> DOCUMENT EXCERPT
In view of the 2017 WHO classification of AFO as a developing odontoma, we aimed to analyze a large series of AFO and compare it to a large series of odontomas (OD) for attempting to set cut-off diagnostic parameters and to discuss AFO relative to the latest updates on histopathologic, clinical, radiological and molecular features.

Material and Methods

Oral biopsy reports were retrieved and reviewed retrospectively using the archives of Oral and Maxillofacial Pathology Department of both centers, between 1971 and 2020. Cases diagnosed as AFO according to the 3rd WHO classification of odontogenic tumours [4] were revised and included only if they were well-documented. A large series of well-documented ODs submitted during the same period of time, was also collected. A total of 23 AFOs and 310 ODs were finally included in the study.

> DATA TO EXAMINE
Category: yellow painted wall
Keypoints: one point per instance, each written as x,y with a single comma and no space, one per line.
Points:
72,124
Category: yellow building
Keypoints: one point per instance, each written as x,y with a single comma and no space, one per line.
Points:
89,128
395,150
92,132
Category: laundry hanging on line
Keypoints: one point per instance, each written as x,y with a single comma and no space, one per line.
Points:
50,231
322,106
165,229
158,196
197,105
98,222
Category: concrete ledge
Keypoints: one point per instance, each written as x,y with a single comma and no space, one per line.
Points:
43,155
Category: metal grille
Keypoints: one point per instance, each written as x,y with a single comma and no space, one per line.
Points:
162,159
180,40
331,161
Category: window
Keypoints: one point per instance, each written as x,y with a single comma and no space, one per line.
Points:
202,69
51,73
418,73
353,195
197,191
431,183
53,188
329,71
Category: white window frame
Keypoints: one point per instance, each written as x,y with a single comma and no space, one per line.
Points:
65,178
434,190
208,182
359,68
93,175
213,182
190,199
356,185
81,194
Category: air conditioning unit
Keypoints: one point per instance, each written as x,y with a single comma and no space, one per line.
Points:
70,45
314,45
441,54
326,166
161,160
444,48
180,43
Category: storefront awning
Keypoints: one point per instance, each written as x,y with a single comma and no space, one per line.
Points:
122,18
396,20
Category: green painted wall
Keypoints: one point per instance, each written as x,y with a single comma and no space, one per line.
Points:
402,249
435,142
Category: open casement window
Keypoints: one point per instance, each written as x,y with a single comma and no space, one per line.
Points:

...

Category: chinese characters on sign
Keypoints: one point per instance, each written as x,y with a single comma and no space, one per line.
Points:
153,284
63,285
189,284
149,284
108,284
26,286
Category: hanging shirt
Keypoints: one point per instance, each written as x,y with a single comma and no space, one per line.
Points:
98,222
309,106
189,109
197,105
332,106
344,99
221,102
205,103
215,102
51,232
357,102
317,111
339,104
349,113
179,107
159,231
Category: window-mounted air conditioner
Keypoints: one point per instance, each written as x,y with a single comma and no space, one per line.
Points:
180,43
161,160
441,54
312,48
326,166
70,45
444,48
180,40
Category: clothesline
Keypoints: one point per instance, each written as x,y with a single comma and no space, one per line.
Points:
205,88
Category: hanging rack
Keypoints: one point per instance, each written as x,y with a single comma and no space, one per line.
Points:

> WHAT THE EXERCISE ASKS
Rewrite the odontoma study passage that begins at the words "In view of the" and stops after "in the study.", replacing "retrospectively" with "systematically". You can leave the items aside, since they aren't needed.

> SOLUTION FOR THIS PROBLEM
In view of the 2017 WHO classification of AFO as a developing odontoma, we aimed to analyze a large series of AFO and compare it to a large series of odontomas (OD) for attempting to set cut-off diagnostic parameters and to discuss AFO relative to the latest updates on histopathologic, clinical, radiological and molecular features.

Material and Methods

Oral biopsy reports were retrieved and reviewed systematically using the archives of Oral and Maxillofacial Pathology Department of both centers, between 1971 and 2020. Cases diagnosed as AFO according to the 3rd WHO classification of odontogenic tumours [4] were revised and included only if they were well-documented. A large series of well-documented ODs submitted during the same period of time, was also collected. A total of 23 AFOs and 310 ODs were finally included in the study.